Task goal
Repeat the entries exactly but omit the pictures.

● ● ● ● ● ● ●

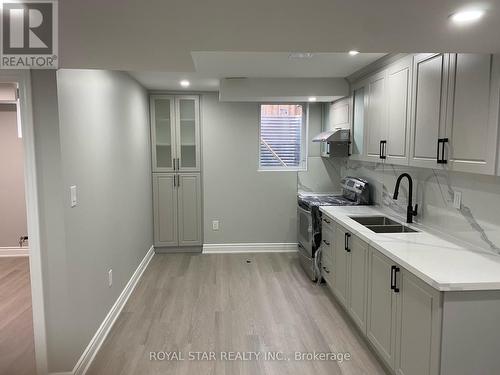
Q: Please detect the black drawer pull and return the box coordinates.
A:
[380,140,387,159]
[391,265,400,293]
[437,138,449,164]
[323,218,331,224]
[323,266,330,274]
[323,240,330,246]
[344,233,351,252]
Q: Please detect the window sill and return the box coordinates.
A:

● ● ● ● ● ● ●

Written solution
Q: Please detect the black drawer pull and return the box coordinates.
A:
[380,140,387,159]
[391,265,400,293]
[437,138,449,164]
[323,218,331,224]
[323,266,330,274]
[323,240,330,246]
[344,233,351,252]
Q: Please detect the window sill and return the box coordinates.
A:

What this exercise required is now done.